- [Listed entries]:
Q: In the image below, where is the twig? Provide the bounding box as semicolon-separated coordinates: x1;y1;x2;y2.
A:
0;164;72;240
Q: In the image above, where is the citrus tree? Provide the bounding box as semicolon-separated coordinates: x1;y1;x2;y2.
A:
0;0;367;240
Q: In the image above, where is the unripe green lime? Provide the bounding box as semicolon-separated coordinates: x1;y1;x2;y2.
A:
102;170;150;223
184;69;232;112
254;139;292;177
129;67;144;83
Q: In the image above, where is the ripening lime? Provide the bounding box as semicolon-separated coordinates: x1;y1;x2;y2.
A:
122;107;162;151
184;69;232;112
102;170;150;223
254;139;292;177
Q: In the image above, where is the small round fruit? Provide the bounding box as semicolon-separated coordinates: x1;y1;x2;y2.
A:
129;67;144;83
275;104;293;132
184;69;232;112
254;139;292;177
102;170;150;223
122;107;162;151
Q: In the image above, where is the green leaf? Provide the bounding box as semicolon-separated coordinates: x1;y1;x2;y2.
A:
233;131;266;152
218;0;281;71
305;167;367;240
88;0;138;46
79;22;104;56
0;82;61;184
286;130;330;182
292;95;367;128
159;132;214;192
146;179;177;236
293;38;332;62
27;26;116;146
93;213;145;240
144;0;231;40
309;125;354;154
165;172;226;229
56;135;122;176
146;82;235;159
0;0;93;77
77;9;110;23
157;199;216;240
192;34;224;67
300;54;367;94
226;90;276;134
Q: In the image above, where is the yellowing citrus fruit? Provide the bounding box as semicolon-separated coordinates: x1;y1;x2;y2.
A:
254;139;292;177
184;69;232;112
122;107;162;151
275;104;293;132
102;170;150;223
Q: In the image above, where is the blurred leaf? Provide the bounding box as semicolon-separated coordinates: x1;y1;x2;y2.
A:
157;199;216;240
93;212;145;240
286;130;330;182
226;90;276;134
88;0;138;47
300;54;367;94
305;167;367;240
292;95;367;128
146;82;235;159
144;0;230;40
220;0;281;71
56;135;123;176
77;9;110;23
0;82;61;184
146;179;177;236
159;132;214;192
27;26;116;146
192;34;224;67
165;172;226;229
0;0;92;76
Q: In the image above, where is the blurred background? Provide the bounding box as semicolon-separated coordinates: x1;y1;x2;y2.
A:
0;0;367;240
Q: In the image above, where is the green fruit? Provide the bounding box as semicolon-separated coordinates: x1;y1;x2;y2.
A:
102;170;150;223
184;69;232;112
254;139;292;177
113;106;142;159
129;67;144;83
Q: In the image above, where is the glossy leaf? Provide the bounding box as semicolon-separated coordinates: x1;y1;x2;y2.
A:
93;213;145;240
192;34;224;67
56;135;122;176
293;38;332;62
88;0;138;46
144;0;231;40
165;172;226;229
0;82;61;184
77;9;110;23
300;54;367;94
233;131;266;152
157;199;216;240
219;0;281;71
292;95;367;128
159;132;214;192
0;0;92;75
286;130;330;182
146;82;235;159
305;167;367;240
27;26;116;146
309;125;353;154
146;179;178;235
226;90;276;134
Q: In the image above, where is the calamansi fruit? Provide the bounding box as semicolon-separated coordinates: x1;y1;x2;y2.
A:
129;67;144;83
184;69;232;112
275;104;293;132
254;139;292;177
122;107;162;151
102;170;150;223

- [Your instructions]: Identify every line in the records above that contains the word "leaf", and copy each of those lines. Case counts.

- [Exercise solution]:
Q: In the image above, where is the green leaf? Provide the bounding box as semicolon-separated coordinates: x1;y1;x2;y2.
Q: In the image above, where is the blurred leaf? Provide the bounding box as semicolon-separated coordinates: x1;y1;x2;y2.
Q: In the image above, where is the glossy leaf? Provide the bounding box as semicolon-separated coordinates: x1;y1;x2;y2.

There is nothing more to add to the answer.